Required task – Render the following material again verbatim, leaving nothing out.

## BEGIN Data supplied

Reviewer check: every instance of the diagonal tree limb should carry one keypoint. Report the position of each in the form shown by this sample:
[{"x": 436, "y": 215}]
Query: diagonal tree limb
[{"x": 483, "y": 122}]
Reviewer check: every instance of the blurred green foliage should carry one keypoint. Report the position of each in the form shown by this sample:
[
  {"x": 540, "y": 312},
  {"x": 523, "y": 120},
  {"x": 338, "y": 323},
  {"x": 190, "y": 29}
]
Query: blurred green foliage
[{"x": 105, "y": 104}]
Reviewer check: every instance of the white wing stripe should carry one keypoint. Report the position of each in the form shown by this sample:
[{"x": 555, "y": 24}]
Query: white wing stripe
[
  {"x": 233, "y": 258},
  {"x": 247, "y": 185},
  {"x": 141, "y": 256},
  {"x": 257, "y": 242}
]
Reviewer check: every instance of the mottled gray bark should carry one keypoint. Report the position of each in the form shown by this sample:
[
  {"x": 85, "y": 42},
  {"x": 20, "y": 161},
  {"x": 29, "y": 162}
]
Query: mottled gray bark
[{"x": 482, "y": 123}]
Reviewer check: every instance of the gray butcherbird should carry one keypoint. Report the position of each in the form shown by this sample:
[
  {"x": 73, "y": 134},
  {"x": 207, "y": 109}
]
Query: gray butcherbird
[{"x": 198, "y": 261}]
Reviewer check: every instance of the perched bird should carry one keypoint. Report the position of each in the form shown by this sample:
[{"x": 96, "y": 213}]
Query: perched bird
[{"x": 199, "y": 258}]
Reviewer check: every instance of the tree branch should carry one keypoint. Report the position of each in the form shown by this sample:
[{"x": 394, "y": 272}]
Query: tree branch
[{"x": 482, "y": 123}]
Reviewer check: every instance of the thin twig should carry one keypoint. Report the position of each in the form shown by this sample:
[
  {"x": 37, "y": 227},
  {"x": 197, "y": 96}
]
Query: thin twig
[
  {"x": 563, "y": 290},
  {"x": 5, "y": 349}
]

## END Data supplied

Worked answer –
Reviewer check: every instance of the diagonal tree limb should carry one keypoint. Report the position of each in the form shown by this sample:
[{"x": 436, "y": 215}]
Query: diagonal tree limb
[{"x": 483, "y": 122}]
Reviewer check: every instance of the blurred green foliage should carry one keypoint. Report the position of each in the form shown by this sample:
[
  {"x": 540, "y": 312},
  {"x": 523, "y": 120},
  {"x": 338, "y": 323},
  {"x": 190, "y": 29}
]
Query: blurred green foliage
[{"x": 105, "y": 104}]
Reviewer check: every instance of the white wing stripe should carry one keypoint. Report the position of each in the form shown by this sample:
[{"x": 555, "y": 24}]
Query: white wing stripe
[
  {"x": 233, "y": 258},
  {"x": 247, "y": 185},
  {"x": 141, "y": 256},
  {"x": 257, "y": 242}
]
Reviewer check: every instance of the mottled gray bark should carry one keypoint. Report the position of each in the form shown by this sample:
[
  {"x": 85, "y": 42},
  {"x": 20, "y": 161},
  {"x": 29, "y": 162}
]
Query: mottled gray bark
[{"x": 482, "y": 123}]
Reviewer check: every instance of the gray butcherbird should carry one keypoint. Report the position of each in the form shown by this sample:
[
  {"x": 73, "y": 134},
  {"x": 207, "y": 109}
]
Query: gray butcherbird
[{"x": 198, "y": 261}]
Reviewer check: every instance of the perched bird should carry one keypoint. Report the position of each in the form shown by this sample:
[{"x": 96, "y": 213}]
Query: perched bird
[{"x": 199, "y": 258}]
Reviewer check: every instance of the tree branch should carry one keypoint. Report the position of each in the form shown by this sample:
[{"x": 394, "y": 272}]
Query: tree branch
[{"x": 482, "y": 123}]
Reviewer check: every instance of the thin twig should carry one keypoint. Report the position of each in the form shown by this sample:
[
  {"x": 37, "y": 227},
  {"x": 197, "y": 96}
]
Query: thin twig
[
  {"x": 563, "y": 290},
  {"x": 5, "y": 349}
]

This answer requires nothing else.